→ **Task goal**: Pick out every line in the listing below that contains the word "woman", and copy each one.

→ **Supplied data**:

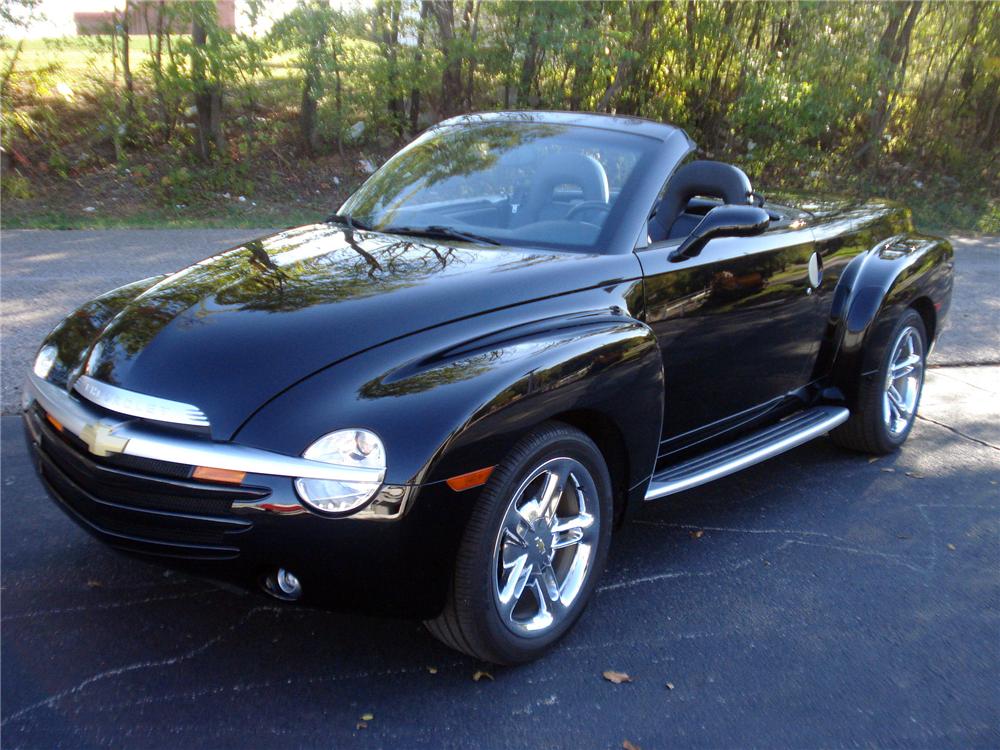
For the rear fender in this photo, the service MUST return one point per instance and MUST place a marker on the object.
...
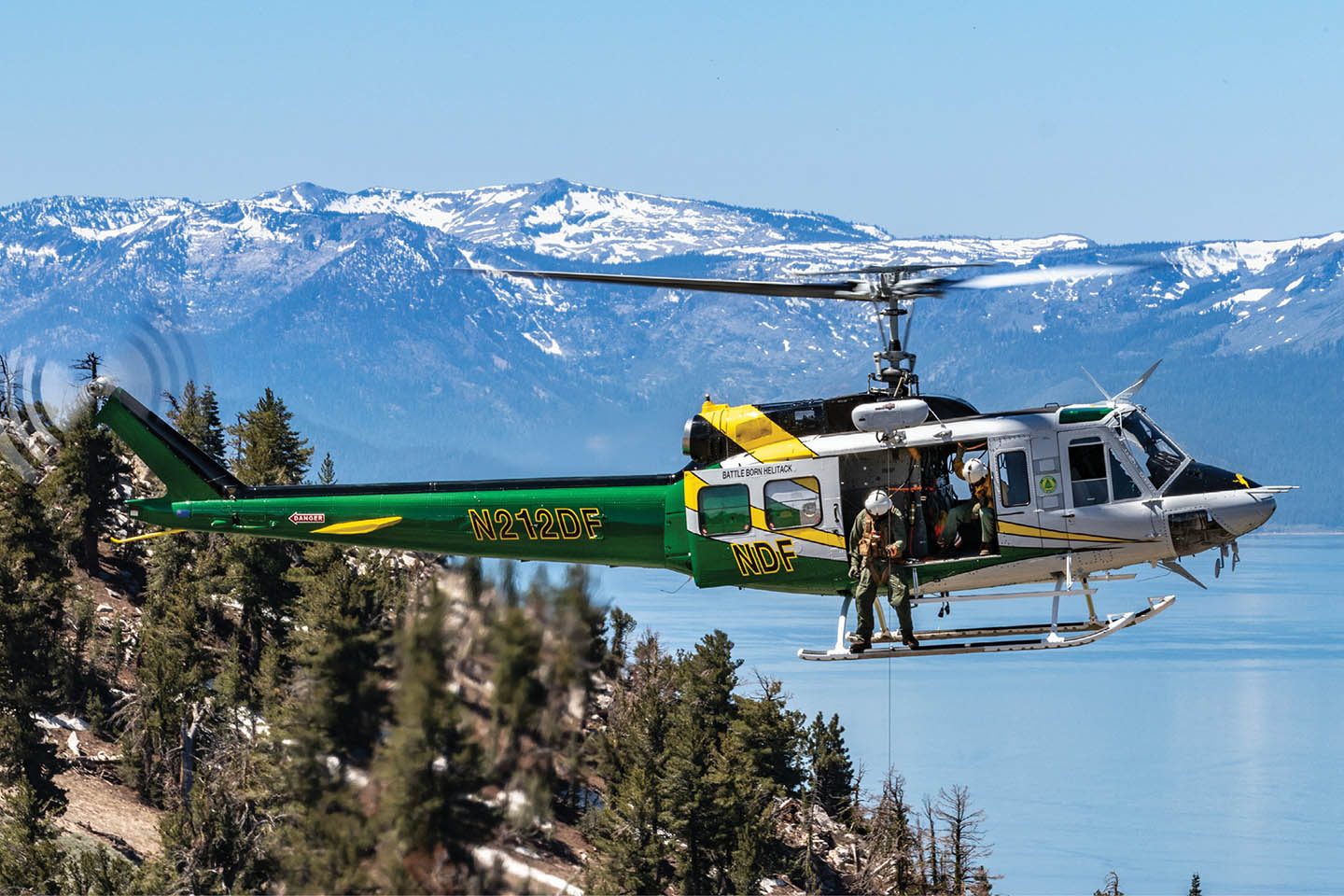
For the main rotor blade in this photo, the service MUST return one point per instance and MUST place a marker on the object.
...
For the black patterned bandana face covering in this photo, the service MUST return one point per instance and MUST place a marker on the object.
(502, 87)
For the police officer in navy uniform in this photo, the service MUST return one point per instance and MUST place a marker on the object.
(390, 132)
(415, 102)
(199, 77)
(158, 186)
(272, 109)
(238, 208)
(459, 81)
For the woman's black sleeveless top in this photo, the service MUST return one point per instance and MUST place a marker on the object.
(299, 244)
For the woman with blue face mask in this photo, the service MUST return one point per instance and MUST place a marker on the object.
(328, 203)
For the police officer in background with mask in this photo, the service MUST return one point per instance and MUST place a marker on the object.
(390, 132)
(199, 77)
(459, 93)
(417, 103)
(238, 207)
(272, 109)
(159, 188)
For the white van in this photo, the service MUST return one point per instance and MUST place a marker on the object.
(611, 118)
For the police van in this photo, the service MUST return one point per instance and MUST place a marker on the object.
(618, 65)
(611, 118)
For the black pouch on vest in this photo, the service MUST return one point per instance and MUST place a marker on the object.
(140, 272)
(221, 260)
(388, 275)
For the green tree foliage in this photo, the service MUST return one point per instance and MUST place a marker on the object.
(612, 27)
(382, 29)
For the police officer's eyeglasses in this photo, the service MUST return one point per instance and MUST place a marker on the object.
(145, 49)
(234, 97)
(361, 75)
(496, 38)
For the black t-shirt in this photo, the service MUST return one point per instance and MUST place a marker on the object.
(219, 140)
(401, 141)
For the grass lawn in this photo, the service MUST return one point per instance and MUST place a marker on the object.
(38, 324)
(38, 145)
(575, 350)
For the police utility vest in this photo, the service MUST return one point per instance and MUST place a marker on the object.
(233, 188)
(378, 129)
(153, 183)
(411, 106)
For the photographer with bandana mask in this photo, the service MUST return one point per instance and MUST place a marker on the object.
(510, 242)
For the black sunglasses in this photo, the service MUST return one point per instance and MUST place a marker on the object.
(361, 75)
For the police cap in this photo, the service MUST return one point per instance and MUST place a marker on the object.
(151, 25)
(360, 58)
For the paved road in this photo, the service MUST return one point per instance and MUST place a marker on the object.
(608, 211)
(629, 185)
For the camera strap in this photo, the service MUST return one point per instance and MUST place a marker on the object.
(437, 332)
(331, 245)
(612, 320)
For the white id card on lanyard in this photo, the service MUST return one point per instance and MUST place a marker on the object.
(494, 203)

→ **Correct result**:
For the woman's black sleeveless top in this photo, the service MUST return one point per instance and MUST place a marker on the object.
For the woman with blue face mask in this photo, the service MUST return one point per instance and MUST place a marker on the object.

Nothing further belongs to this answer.